-- DATA TO PROCESS --
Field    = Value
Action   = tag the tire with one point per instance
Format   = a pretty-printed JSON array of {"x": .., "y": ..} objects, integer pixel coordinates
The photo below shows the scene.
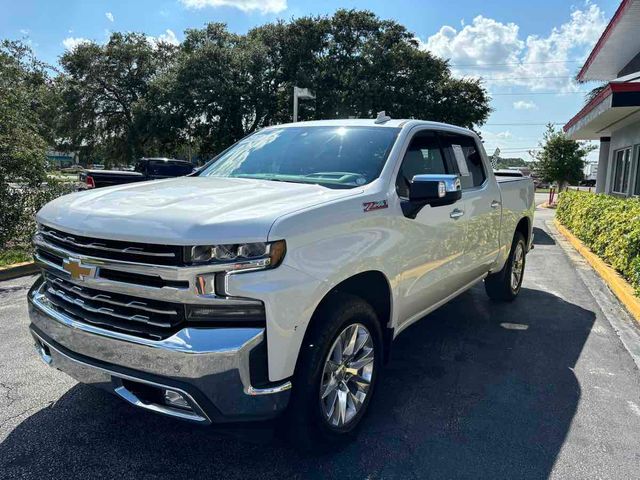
[
  {"x": 310, "y": 423},
  {"x": 505, "y": 285}
]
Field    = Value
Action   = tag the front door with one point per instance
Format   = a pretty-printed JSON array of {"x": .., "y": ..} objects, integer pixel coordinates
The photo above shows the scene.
[
  {"x": 481, "y": 201},
  {"x": 433, "y": 242}
]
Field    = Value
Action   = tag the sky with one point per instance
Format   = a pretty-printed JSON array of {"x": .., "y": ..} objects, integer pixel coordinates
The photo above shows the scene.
[{"x": 527, "y": 52}]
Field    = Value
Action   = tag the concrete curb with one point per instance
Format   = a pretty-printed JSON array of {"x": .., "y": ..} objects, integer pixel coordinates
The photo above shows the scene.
[
  {"x": 618, "y": 285},
  {"x": 17, "y": 270}
]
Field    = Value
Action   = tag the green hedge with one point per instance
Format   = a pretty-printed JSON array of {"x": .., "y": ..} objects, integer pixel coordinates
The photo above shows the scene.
[
  {"x": 609, "y": 226},
  {"x": 19, "y": 205}
]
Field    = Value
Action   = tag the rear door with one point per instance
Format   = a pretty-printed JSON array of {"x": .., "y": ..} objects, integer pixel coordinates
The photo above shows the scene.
[
  {"x": 433, "y": 242},
  {"x": 481, "y": 198}
]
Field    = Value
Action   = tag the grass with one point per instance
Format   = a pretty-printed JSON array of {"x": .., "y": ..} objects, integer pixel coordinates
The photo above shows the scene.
[{"x": 14, "y": 255}]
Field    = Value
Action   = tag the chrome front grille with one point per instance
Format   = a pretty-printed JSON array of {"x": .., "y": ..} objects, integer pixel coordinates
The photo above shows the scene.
[
  {"x": 149, "y": 318},
  {"x": 144, "y": 299},
  {"x": 114, "y": 249}
]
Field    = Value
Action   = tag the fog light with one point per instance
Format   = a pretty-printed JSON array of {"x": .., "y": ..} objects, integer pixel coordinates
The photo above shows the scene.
[{"x": 175, "y": 399}]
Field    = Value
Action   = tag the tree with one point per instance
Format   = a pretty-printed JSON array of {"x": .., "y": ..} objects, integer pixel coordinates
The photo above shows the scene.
[
  {"x": 102, "y": 87},
  {"x": 23, "y": 90},
  {"x": 223, "y": 86},
  {"x": 560, "y": 159},
  {"x": 26, "y": 102}
]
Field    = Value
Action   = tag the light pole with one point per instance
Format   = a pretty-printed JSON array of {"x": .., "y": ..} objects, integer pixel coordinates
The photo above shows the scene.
[{"x": 302, "y": 94}]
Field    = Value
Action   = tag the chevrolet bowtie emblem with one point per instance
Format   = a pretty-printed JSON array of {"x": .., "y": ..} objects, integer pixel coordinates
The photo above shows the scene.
[{"x": 77, "y": 270}]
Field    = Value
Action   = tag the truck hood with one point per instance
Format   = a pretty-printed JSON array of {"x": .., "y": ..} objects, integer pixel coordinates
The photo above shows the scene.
[{"x": 186, "y": 210}]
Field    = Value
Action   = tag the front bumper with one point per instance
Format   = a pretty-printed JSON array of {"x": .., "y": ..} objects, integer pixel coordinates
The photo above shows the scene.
[{"x": 209, "y": 367}]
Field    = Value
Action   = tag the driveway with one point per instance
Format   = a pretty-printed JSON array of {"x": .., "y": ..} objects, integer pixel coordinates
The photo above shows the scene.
[{"x": 543, "y": 387}]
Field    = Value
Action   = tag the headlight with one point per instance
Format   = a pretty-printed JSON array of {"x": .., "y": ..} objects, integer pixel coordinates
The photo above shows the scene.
[{"x": 244, "y": 256}]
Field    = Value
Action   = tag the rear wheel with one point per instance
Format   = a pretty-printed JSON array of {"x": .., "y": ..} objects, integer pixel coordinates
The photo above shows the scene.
[
  {"x": 505, "y": 284},
  {"x": 336, "y": 375}
]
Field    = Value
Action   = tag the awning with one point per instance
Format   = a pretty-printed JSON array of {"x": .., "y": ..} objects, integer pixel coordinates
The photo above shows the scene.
[
  {"x": 616, "y": 106},
  {"x": 617, "y": 46}
]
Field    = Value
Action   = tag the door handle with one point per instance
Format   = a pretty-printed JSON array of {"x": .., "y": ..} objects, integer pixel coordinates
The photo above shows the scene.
[{"x": 456, "y": 213}]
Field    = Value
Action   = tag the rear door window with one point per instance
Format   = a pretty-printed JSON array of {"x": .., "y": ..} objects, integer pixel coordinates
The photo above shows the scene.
[{"x": 465, "y": 156}]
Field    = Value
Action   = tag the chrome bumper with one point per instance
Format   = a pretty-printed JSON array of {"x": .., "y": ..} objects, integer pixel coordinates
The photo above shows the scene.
[{"x": 209, "y": 367}]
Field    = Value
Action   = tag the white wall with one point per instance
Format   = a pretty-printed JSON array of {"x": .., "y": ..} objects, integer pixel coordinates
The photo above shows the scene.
[{"x": 628, "y": 136}]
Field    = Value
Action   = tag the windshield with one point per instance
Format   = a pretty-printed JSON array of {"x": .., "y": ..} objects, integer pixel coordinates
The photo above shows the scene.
[{"x": 336, "y": 157}]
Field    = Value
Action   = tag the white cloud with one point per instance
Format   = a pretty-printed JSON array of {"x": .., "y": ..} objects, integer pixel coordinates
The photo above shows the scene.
[
  {"x": 498, "y": 52},
  {"x": 71, "y": 43},
  {"x": 168, "y": 37},
  {"x": 263, "y": 6},
  {"x": 524, "y": 105}
]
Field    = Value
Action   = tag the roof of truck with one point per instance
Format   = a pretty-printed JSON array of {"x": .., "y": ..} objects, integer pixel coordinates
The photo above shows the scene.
[{"x": 368, "y": 122}]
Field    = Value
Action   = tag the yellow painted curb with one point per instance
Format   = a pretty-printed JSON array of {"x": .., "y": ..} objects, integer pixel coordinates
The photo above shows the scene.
[{"x": 618, "y": 285}]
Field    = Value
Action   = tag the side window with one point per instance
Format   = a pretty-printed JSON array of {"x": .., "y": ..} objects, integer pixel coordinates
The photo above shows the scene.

-- HOW TO COMPLETE THIS TASK --
Please repeat the records above exactly, leaving every picture out.

-- TASK ANSWER --
Field    = Value
Action   = tag the tire with one point per instance
Format   = a pretty-printed JSON array of {"x": .., "y": ..} objects, integer pixel coordinates
The photo below shows the scene.
[
  {"x": 310, "y": 423},
  {"x": 505, "y": 285}
]
Field    = Value
Action   = tag the front door with one point per instance
Format   = a pretty-printed JSON array of {"x": .., "y": ..} objects, integer pixel coordinates
The photo above shows the scene.
[
  {"x": 481, "y": 201},
  {"x": 433, "y": 242}
]
Field    = Value
Action   = tag the sky with one point per instance
Format   = a pretty-printed JSON array of {"x": .., "y": ..} objects, integer pixel coordinates
The photo above shows the scene.
[{"x": 527, "y": 52}]
Field    = Value
Action   = tag the concrete curb with one point per instance
Format   = a pretty-printed JSON array of {"x": .., "y": ..} objects, integer pixel coordinates
The photo above shows the scene.
[
  {"x": 618, "y": 285},
  {"x": 17, "y": 270}
]
Field    = Value
Action   = tag the green hedge with one point per instance
Format   = a pretty-printed JSON array of {"x": .., "y": ..} objects, integer pixel coordinates
The photo above shows the scene.
[
  {"x": 609, "y": 226},
  {"x": 19, "y": 205}
]
Field    = Value
Action   = tag the rear door with one point per instance
Format   = a pretty-printed JSON array of {"x": .., "y": ..} objects, integer pixel coordinates
The photo above shows the scene.
[
  {"x": 433, "y": 242},
  {"x": 481, "y": 198}
]
Field    = Value
Action   = tag the grass with one point per instance
Format   = a pretty-printed JSON array of {"x": .., "y": ..} objects, integer pixel coordinates
The photo above shows the scene.
[{"x": 14, "y": 255}]
Field    = Value
Action   = tag the chrome front grille with one point per instance
Format   = a pretty-printed JSON array of {"x": .., "y": ..} objects, integer pixel coordinates
The photo above shows the scene.
[
  {"x": 149, "y": 318},
  {"x": 144, "y": 299},
  {"x": 114, "y": 249}
]
Field    = Value
Action   = tag the fog light with one point per instance
Format   = a pretty-printed JSON array of {"x": .., "y": ..} objects, integer pixel coordinates
The photo above shows the scene.
[{"x": 175, "y": 399}]
Field    = Value
Action   = tag the tree with one point per instance
Format   = a pretty-printed JSON array of {"x": .., "y": ..} objects, integer pixel coordinates
The photo above shows the scene.
[
  {"x": 102, "y": 87},
  {"x": 23, "y": 90},
  {"x": 223, "y": 86},
  {"x": 560, "y": 159},
  {"x": 26, "y": 102}
]
Field    = Value
Action   = tag the light pole with one point per instance
Format   = a pretty-printed JSON array of {"x": .., "y": ..} objects, integer pixel coordinates
The photo above shows the scene.
[{"x": 302, "y": 94}]
Field    = Value
Action   = tag the chevrolet bowtie emblem with one point per instance
Format   = a pretty-printed JSON array of {"x": .., "y": ..} objects, integer pixel coordinates
The photo above shows the scene.
[{"x": 77, "y": 270}]
Field    = Value
Action   = tag the truck hood with one point per instance
Format   = a pretty-printed JSON array of {"x": .., "y": ..} objects, integer pixel coordinates
The photo above shows the scene.
[{"x": 186, "y": 210}]
Field    = Value
Action   = tag the front bumper with one point per instance
Format   = a pretty-printed JSON array of {"x": .., "y": ..} objects, integer pixel coordinates
The photo above shows the scene.
[{"x": 209, "y": 367}]
Field    = Value
Action   = tag the driveway with one point per instance
Format   = a pretty-printed JSON array of {"x": .., "y": ..} objects, integer pixel coordinates
The photo above shows the scene.
[{"x": 543, "y": 387}]
Field    = Value
Action   = tag the headlight with one point per instance
Format   = a pretty-printed JSON array of {"x": .., "y": ..} objects, integer pixel coordinates
The photo above shows the scene.
[{"x": 244, "y": 256}]
Field    = Value
Action   = tag the rear wheel with one point per instance
Format   = a pretty-printed JSON array of {"x": .., "y": ..} objects, integer pixel coordinates
The photo above shows the scene.
[
  {"x": 505, "y": 284},
  {"x": 336, "y": 375}
]
Field    = Value
Action   = tag the awning with one point per instance
Format   = a pretty-printed JSON array of {"x": .., "y": ..} objects, integer pixel coordinates
The photo above shows the scene.
[
  {"x": 616, "y": 106},
  {"x": 617, "y": 46}
]
Field    = Value
Action   = tag the door handle with one point per instance
Format   = a pretty-printed JSON array of {"x": .., "y": ..} objects, integer pixel coordinates
The photo above shows the scene.
[{"x": 456, "y": 213}]
Field    = Value
Action   = tag the rear door window with one point per instance
Format   = a pretty-printed JSON array of {"x": .., "y": ..} objects, integer pixel coordinates
The photo above shows the scene.
[{"x": 465, "y": 156}]
Field    = Value
Action   = tag the chrome bumper with one point per instance
Format   = a pretty-printed JSON array of {"x": .., "y": ..} objects, integer pixel coordinates
The photo above shows the scene.
[{"x": 209, "y": 367}]
Field    = Value
Action   = tag the white wall with one point per instance
Format   = a pretty-printed JSON array of {"x": .., "y": ..} objects, integer pixel coordinates
The photo above shows the scene.
[{"x": 628, "y": 136}]
Field    = Value
Action   = tag the windshield with one point per instance
Format   = a pretty-printed JSON array of {"x": .., "y": ..} objects, integer pixel coordinates
The photo above shows the scene.
[{"x": 336, "y": 157}]
Field    = Value
Action   = tag the white cloud with one point per instance
Format   = a pretty-printed JSON array of {"x": .., "y": ..} objects, integer pixel coordinates
The photo above shows the scene.
[
  {"x": 498, "y": 52},
  {"x": 71, "y": 43},
  {"x": 168, "y": 37},
  {"x": 263, "y": 6},
  {"x": 524, "y": 105}
]
Field    = Value
Action   = tag the roof of truck with one point per instance
Format   = a pretty-printed JSON array of {"x": .., "y": ..} objects, integer pixel coordinates
The photo above shows the scene.
[{"x": 368, "y": 122}]
Field    = Value
Action   = tag the yellow painted curb with one point per instance
Format   = a pretty-printed JSON array of {"x": .., "y": ..} objects, integer pixel coordinates
The photo above shows the scene.
[{"x": 618, "y": 285}]
Field    = Value
Action   = tag the side window with one point per instance
Format   = a pretty-printed JSON array of {"x": .., "y": ..} objects, integer pixel coordinates
The photo above shows the scene.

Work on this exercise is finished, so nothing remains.